* Task prompt: Here are some records. Copy each one exactly.

Items from a dataset:
┌────────
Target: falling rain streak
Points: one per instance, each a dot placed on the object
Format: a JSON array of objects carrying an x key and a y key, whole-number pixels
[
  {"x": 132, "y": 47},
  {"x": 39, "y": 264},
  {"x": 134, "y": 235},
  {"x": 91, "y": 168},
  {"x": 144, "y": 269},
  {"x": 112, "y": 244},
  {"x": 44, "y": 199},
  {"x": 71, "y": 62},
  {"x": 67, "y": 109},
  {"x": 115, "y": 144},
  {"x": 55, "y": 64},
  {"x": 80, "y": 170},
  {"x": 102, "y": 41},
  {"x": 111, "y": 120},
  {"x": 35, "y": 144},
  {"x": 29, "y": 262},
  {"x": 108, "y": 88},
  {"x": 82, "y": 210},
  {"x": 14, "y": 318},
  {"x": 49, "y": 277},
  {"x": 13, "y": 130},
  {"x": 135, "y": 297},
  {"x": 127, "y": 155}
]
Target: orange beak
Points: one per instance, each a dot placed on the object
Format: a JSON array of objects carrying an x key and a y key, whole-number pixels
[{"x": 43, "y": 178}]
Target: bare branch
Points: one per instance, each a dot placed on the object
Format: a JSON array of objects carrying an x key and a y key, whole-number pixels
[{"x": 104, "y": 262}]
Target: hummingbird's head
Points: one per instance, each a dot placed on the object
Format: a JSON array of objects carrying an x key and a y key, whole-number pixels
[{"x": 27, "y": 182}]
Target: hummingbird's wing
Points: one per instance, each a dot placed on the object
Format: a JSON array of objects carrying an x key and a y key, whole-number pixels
└────────
* Solution for this task:
Target: falling rain streak
Points: one per instance, each a dot placed on the object
Format: a JSON array of objects carrying an x key and a y key, whole-number pixels
[
  {"x": 132, "y": 47},
  {"x": 39, "y": 264},
  {"x": 134, "y": 235},
  {"x": 91, "y": 168},
  {"x": 144, "y": 269},
  {"x": 112, "y": 244},
  {"x": 44, "y": 199},
  {"x": 71, "y": 62},
  {"x": 67, "y": 109},
  {"x": 115, "y": 144},
  {"x": 55, "y": 64},
  {"x": 80, "y": 170},
  {"x": 102, "y": 41},
  {"x": 111, "y": 120},
  {"x": 35, "y": 144},
  {"x": 29, "y": 262},
  {"x": 108, "y": 88},
  {"x": 82, "y": 210},
  {"x": 14, "y": 318},
  {"x": 49, "y": 277},
  {"x": 13, "y": 130},
  {"x": 135, "y": 297},
  {"x": 127, "y": 155}
]
Target: orange beak
Points: one per instance, each a dot placed on the object
Format: a JSON array of objects carrying an x key and a y key, whole-number pixels
[{"x": 43, "y": 178}]
Target: bare branch
Points: one per instance, each a dot placed on the object
Format: a JSON array of objects carrying an x key and a y key, whole-number pixels
[{"x": 104, "y": 262}]
Target: hummingbird's head
Points: one per instance, each a dot placed on the object
Format: a JSON array of objects carrying an x key and a y key, whole-number pixels
[{"x": 27, "y": 182}]
Target: hummingbird's wing
Points: one per instance, each a dot placed on the object
Format: a JSON array of objects carrying an x key and a y key, whole-number pixels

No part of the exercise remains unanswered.